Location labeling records
· · · · ·
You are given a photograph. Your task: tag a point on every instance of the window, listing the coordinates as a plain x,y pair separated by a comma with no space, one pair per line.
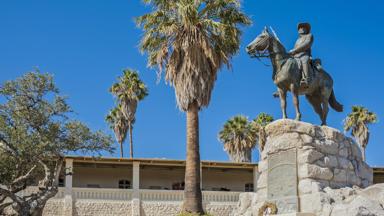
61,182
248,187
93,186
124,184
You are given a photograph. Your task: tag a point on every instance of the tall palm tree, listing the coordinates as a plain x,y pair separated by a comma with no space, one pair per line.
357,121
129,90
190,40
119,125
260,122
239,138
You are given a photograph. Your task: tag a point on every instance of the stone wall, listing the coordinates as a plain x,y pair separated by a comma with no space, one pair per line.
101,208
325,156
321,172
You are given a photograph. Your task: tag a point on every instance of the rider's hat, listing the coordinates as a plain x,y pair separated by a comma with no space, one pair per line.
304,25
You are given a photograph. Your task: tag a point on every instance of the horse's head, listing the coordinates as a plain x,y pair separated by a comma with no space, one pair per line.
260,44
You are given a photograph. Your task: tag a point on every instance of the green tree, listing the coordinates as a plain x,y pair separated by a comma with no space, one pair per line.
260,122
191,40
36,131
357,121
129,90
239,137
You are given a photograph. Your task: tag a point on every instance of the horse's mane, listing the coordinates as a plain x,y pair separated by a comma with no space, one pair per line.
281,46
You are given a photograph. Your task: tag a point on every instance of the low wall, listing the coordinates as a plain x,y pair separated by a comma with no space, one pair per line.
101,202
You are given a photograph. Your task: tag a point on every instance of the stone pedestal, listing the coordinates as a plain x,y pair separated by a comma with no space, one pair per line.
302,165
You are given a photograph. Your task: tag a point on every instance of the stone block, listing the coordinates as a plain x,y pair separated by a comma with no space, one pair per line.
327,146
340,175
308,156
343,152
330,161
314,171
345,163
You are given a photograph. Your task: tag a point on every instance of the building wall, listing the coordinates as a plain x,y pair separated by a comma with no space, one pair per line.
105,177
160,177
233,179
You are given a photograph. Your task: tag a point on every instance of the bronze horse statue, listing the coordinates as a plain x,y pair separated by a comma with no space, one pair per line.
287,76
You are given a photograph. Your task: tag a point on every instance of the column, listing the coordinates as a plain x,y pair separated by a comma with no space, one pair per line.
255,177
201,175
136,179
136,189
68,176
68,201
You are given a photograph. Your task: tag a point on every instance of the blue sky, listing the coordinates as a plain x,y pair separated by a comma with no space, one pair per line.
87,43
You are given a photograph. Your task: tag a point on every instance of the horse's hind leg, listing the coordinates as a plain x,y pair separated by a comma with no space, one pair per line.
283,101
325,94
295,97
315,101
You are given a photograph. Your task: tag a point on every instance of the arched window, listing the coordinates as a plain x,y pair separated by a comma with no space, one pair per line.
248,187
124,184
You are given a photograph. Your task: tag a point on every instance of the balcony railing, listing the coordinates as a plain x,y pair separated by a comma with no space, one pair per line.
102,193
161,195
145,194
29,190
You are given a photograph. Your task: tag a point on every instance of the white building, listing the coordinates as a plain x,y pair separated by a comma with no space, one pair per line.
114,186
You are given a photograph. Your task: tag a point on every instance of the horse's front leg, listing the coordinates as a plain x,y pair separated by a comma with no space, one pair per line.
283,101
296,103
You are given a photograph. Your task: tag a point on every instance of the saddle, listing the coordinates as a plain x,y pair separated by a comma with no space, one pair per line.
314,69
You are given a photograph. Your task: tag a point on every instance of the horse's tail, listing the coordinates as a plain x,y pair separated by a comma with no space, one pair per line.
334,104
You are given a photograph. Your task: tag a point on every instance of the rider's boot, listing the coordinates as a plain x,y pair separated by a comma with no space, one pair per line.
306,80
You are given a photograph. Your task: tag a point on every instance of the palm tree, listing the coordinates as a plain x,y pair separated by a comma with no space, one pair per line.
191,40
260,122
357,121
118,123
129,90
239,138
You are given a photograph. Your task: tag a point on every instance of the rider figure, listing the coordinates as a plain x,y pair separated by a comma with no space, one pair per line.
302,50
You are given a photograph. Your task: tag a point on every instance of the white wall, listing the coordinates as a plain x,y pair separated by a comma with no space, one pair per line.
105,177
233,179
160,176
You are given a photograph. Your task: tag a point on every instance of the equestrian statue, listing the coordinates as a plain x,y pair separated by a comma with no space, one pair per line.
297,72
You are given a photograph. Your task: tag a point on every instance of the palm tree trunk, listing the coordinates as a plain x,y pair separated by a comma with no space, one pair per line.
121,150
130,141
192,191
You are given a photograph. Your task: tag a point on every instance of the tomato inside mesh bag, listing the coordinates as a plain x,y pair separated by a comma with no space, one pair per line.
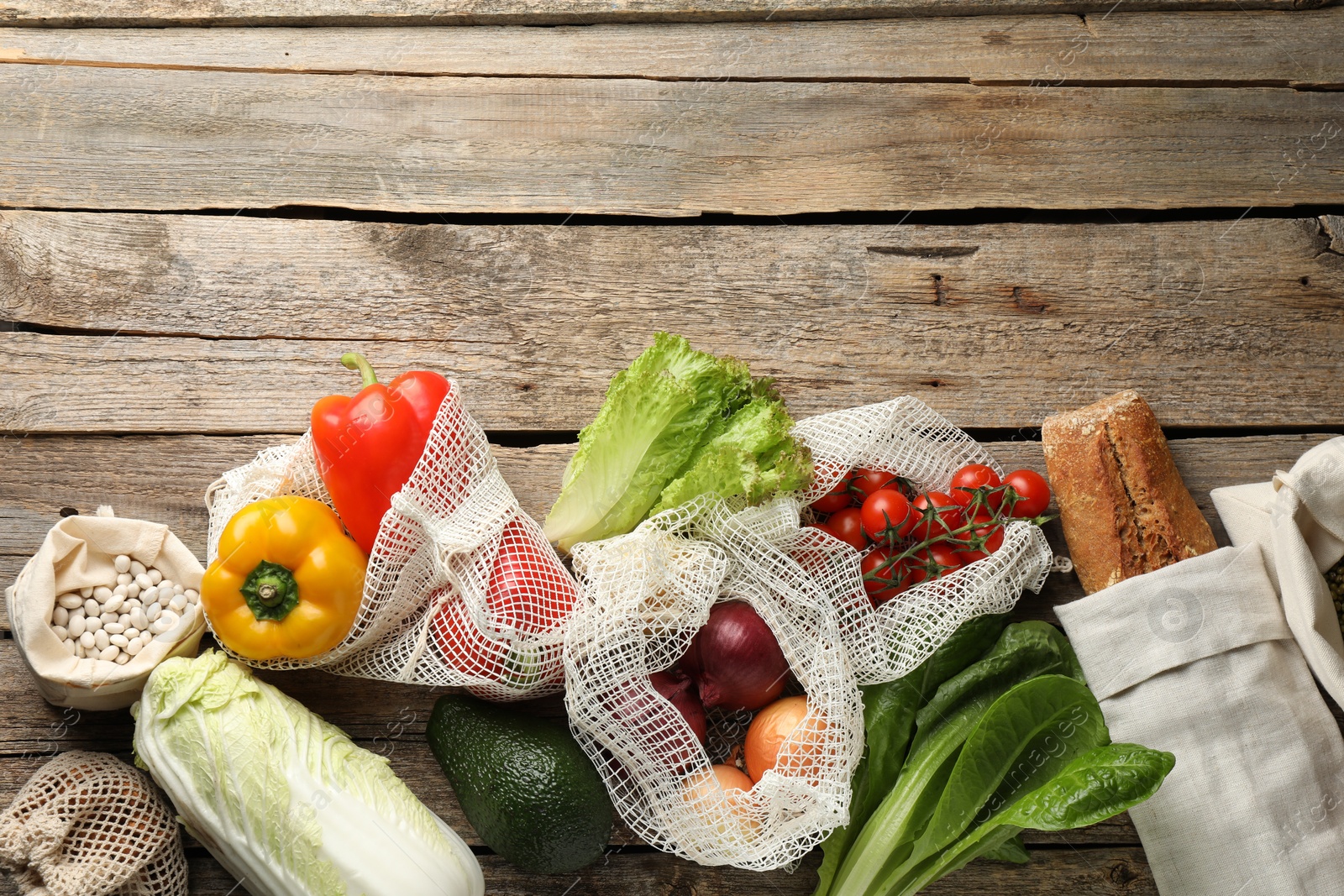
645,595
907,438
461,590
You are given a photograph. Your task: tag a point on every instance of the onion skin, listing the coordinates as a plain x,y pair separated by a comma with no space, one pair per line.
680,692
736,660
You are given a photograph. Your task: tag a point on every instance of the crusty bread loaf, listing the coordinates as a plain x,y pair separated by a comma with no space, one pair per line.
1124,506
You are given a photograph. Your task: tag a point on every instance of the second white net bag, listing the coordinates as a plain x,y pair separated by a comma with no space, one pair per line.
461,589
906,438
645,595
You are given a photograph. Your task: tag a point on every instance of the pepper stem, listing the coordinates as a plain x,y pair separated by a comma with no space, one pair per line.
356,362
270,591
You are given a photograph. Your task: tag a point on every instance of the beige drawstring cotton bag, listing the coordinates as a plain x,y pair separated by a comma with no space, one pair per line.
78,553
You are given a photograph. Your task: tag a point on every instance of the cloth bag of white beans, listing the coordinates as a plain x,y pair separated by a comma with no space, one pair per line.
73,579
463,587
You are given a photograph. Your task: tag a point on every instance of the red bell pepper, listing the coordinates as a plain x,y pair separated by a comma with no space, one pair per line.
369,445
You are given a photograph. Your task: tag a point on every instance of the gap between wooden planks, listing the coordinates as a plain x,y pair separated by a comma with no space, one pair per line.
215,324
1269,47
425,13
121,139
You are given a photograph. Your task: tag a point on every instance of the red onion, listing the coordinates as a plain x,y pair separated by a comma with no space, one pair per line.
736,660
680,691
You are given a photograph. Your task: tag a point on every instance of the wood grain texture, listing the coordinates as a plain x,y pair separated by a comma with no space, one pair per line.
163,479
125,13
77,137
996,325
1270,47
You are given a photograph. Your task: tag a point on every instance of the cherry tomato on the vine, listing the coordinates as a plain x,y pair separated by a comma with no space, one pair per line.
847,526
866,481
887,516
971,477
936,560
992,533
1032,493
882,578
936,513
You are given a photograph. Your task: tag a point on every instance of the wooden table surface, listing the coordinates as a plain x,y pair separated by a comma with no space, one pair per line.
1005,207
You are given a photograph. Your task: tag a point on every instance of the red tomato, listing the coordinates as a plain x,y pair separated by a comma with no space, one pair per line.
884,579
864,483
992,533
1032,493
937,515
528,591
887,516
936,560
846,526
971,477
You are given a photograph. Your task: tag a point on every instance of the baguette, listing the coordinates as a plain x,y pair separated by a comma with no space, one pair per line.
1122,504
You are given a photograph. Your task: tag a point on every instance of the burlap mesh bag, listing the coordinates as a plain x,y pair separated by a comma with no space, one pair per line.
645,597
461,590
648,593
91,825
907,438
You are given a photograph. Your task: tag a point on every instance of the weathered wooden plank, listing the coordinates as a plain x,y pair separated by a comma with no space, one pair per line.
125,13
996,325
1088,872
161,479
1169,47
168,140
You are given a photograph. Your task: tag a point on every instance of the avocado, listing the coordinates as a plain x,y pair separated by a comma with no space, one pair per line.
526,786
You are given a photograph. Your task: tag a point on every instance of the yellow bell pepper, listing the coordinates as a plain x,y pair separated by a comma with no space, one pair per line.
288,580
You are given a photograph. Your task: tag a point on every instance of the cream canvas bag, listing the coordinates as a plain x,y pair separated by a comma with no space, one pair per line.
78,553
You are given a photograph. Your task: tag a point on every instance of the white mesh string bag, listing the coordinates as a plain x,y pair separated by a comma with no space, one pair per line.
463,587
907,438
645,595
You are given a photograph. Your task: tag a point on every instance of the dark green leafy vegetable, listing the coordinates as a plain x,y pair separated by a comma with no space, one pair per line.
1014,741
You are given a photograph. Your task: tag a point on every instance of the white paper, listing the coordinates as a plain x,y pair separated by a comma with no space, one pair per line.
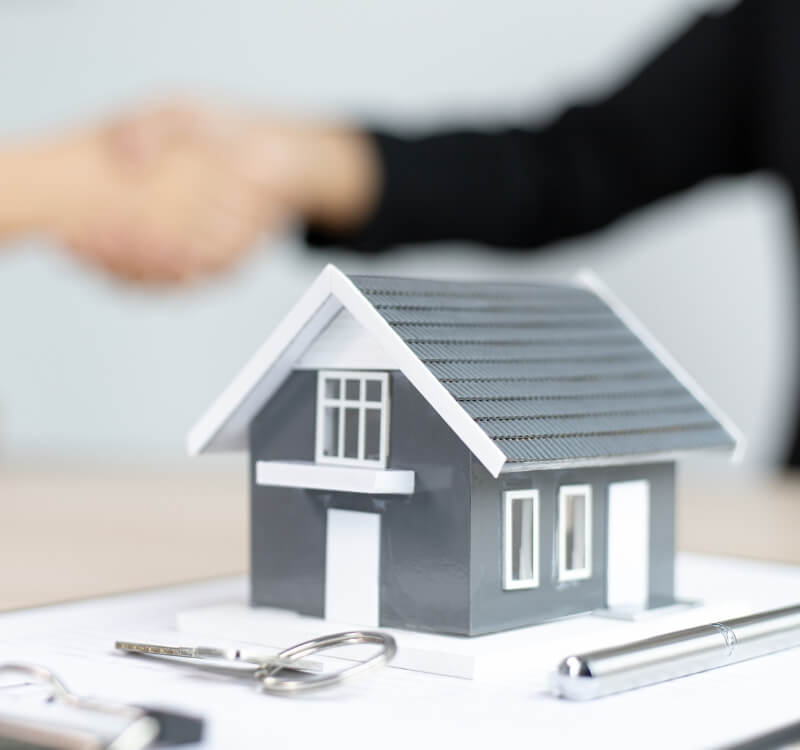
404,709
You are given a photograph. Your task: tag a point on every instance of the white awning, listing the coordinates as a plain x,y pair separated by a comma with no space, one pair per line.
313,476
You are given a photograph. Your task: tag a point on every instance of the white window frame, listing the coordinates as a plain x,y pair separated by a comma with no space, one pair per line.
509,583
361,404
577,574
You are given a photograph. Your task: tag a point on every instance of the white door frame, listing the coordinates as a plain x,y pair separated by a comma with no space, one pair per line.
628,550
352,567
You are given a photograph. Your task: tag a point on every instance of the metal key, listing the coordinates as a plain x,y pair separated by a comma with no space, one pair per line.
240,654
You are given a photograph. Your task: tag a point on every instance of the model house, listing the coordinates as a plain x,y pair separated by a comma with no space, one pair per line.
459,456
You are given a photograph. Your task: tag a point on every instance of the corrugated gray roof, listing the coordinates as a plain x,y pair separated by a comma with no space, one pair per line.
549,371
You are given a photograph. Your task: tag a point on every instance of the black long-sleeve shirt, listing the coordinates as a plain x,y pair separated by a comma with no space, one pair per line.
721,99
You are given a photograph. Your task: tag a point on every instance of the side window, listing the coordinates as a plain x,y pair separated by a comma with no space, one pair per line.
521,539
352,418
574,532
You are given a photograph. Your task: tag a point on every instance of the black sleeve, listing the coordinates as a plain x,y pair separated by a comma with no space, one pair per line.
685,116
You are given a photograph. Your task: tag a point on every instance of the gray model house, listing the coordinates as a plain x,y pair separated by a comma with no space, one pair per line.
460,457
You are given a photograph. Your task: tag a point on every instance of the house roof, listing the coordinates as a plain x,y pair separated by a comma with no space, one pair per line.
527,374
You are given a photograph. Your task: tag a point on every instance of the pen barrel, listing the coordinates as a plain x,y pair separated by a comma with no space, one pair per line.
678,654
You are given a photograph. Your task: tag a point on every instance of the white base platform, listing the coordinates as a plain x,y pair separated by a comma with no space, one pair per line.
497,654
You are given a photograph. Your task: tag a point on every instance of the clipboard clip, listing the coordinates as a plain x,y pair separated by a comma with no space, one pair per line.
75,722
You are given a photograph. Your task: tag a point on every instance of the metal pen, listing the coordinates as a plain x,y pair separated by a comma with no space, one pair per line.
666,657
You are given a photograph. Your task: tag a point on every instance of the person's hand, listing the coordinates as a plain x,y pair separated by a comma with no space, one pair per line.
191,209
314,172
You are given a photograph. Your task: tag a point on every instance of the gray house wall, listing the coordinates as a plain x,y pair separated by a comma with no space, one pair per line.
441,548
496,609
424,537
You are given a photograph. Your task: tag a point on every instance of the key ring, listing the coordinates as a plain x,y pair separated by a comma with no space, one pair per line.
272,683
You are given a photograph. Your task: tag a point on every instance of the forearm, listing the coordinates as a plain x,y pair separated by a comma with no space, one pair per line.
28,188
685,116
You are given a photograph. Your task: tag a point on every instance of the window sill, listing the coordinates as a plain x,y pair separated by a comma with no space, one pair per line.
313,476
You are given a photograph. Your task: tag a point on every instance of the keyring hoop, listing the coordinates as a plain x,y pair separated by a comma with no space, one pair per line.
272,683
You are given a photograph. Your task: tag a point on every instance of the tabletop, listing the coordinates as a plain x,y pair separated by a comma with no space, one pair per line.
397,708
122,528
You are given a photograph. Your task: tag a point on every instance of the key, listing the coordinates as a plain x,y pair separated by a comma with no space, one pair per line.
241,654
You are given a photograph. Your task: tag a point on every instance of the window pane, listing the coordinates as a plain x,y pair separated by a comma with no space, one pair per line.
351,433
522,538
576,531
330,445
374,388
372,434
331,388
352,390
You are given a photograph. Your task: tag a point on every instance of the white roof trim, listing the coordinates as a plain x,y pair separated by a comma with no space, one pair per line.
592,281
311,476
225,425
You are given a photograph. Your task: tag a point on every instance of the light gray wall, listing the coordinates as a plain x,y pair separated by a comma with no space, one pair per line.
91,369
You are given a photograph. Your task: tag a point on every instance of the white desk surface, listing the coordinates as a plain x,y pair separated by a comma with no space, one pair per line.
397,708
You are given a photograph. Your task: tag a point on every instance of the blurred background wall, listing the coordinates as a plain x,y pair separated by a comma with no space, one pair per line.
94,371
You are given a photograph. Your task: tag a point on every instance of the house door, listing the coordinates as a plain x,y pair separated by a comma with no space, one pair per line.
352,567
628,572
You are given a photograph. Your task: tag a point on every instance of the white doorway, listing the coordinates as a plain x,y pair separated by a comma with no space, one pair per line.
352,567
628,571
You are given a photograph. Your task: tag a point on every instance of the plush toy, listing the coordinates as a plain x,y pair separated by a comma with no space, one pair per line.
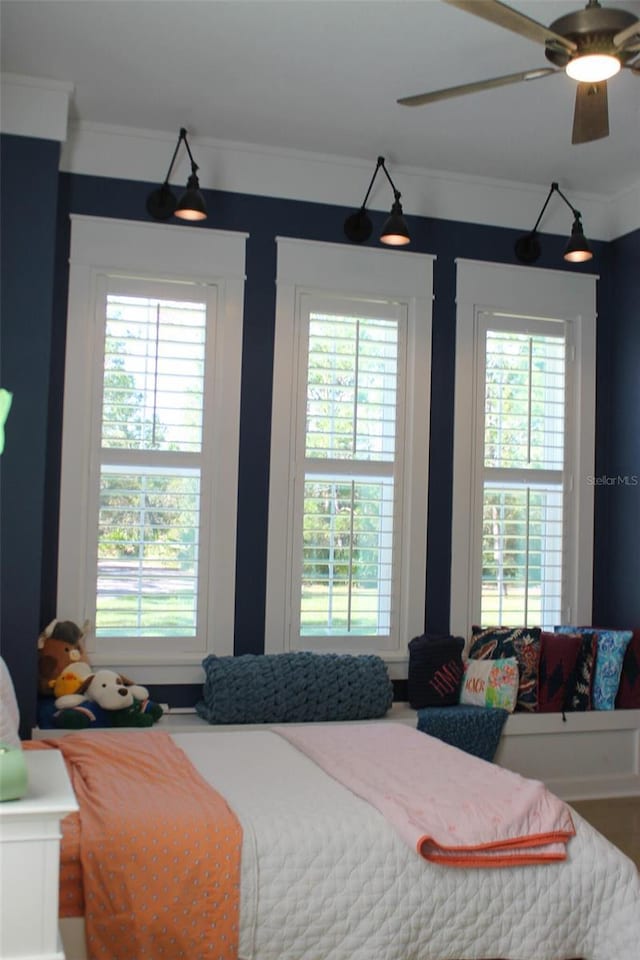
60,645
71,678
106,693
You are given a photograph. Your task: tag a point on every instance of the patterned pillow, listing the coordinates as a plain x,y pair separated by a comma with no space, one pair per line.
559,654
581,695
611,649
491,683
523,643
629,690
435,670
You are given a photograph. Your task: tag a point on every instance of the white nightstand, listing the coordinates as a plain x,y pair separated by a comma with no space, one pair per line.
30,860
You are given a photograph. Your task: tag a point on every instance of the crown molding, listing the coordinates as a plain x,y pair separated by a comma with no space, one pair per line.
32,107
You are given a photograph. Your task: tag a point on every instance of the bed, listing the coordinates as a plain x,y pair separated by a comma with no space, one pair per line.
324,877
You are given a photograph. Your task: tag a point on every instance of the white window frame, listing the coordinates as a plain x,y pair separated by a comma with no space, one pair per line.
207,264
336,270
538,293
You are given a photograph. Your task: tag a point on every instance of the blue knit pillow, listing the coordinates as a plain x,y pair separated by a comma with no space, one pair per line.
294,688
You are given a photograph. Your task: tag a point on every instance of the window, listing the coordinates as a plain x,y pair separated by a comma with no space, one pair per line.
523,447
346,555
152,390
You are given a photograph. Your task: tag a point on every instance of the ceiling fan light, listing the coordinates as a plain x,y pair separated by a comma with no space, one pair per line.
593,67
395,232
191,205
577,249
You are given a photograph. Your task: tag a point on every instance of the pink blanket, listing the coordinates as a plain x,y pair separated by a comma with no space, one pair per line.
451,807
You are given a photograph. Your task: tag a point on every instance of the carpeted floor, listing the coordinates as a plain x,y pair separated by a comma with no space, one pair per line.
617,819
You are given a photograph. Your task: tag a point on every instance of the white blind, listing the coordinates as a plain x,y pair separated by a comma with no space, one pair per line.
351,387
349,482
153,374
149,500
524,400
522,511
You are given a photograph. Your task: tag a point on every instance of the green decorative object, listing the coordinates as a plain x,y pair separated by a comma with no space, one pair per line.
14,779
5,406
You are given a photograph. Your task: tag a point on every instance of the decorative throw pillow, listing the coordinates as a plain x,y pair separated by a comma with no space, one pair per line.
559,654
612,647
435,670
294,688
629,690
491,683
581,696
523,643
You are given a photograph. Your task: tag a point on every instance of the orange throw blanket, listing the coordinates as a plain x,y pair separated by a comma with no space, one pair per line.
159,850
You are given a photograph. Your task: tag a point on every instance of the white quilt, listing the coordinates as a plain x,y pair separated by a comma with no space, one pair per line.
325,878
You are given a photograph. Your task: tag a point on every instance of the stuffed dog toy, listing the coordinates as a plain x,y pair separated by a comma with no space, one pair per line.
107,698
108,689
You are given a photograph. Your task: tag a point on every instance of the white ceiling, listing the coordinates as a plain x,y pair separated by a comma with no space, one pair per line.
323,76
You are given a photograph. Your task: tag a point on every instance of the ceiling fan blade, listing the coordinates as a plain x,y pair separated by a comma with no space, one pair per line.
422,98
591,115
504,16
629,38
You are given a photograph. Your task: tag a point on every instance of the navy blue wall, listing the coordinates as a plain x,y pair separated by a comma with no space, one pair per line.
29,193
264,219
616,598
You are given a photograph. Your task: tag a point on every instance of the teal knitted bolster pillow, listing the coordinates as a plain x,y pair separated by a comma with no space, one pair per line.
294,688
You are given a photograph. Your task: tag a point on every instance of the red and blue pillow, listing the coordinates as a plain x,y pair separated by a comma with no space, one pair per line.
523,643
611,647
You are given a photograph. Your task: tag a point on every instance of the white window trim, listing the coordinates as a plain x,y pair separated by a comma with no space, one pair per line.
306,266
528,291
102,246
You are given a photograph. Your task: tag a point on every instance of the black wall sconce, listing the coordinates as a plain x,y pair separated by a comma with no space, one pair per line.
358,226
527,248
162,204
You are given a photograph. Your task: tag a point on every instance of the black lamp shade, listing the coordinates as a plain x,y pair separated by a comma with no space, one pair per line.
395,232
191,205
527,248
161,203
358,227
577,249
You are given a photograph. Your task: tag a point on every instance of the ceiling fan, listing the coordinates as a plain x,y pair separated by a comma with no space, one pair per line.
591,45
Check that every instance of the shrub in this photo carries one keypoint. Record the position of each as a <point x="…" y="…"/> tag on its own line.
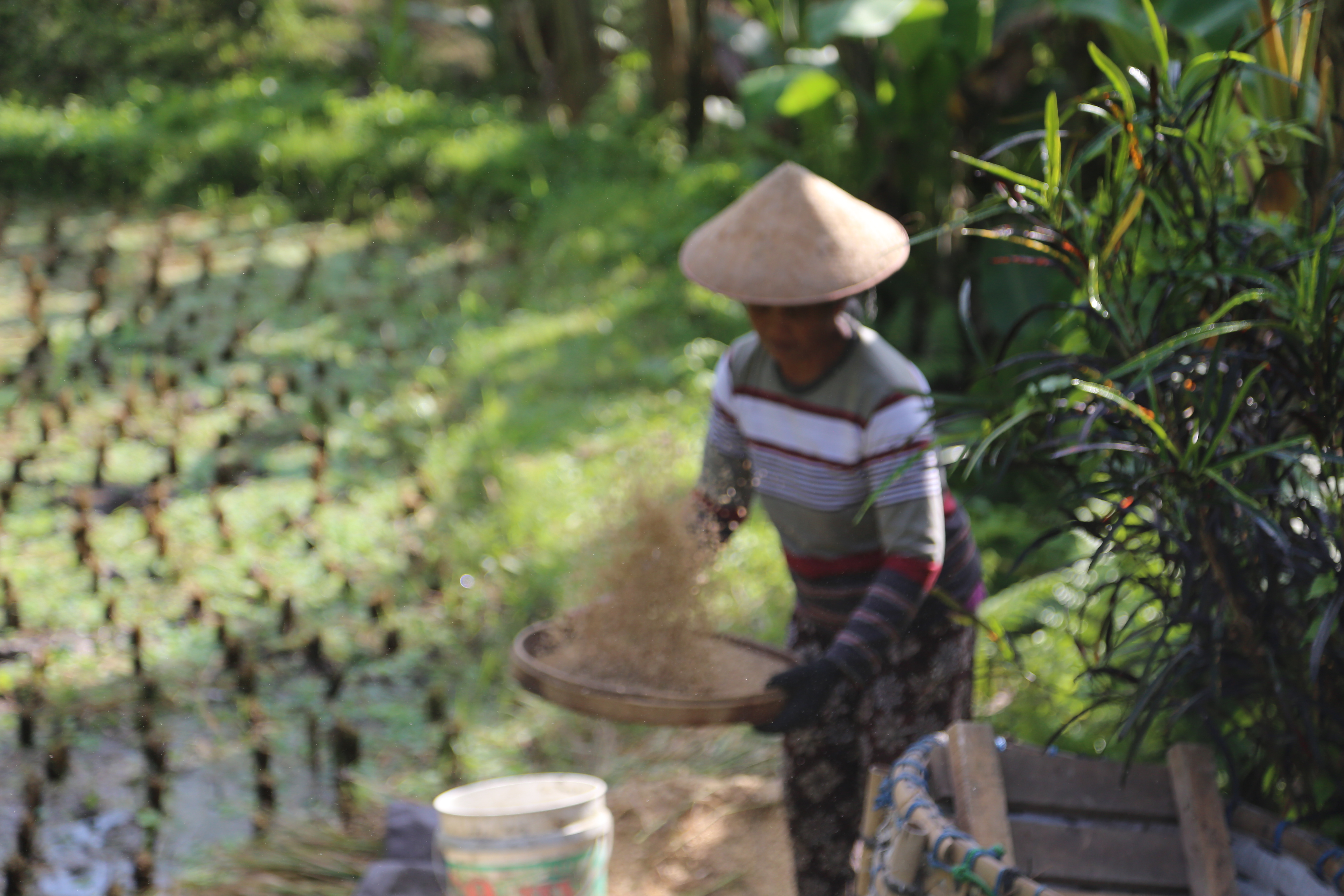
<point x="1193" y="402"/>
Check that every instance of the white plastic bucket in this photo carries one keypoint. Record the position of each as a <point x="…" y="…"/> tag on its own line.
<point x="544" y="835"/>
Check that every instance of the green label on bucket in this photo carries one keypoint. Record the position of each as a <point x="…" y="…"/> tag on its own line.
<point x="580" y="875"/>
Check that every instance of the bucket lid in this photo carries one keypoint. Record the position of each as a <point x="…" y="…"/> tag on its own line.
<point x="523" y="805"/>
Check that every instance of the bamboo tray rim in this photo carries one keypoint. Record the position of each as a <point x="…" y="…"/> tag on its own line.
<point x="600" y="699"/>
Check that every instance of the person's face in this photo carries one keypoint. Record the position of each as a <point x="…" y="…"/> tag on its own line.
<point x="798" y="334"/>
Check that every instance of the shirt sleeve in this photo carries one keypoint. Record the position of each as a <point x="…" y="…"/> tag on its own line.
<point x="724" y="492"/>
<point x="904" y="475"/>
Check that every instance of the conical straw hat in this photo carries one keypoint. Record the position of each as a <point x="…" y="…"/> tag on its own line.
· · · · ·
Your goal –
Give again, word for word, every line from the one holding "Check that every instance of the green" to the end of the data.

Written solution –
Check that every instance of the green label on bucket in this photo carries one keypoint. Record the position of each as a <point x="…" y="…"/> tag on its own line.
<point x="580" y="875"/>
Check that every instance of the bucket lid in this photo carries one keypoint. Record the position of each as a <point x="…" y="…"/> tag on its own line.
<point x="523" y="805"/>
Check that every instance of the bamboo tray rim in this photo carries one keypoint. Record the position of each as a <point x="…" y="…"/> tag on its own line.
<point x="600" y="699"/>
Check that every instance of the person's face in this photo carries one keypoint. Record the position of each as a <point x="…" y="…"/> tag on its own line.
<point x="798" y="334"/>
Check that every instance of the shirt sleeve in this photo carries one keypoint. Record the position of each as a <point x="…" y="…"/> tag on its own line.
<point x="724" y="492"/>
<point x="904" y="475"/>
Check that every instance of the conical straw hat in this photo carries one keypoint. Record the position of each as a <point x="…" y="…"/> tag on its own line.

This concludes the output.